[Referring expression pointing data]
- - - - -
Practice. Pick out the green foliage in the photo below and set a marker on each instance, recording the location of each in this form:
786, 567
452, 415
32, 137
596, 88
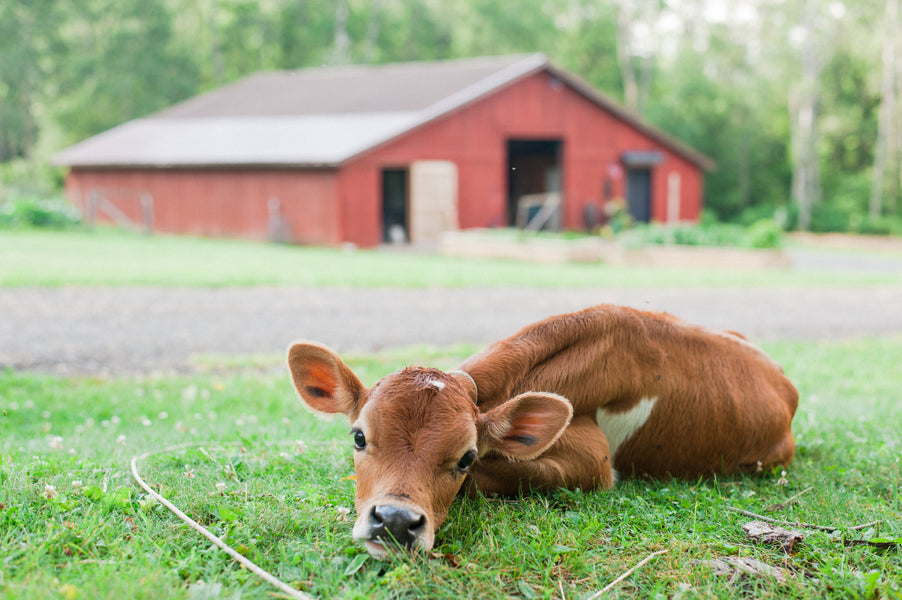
- - - - -
> **Your objective**: Restate every line of the data above word for word, with the images removed.

> **Task result**:
Practice. Pick out the green foliage in the photo below and set a marker on each instance, recording the location of each in this form:
786, 567
452, 415
32, 137
596, 88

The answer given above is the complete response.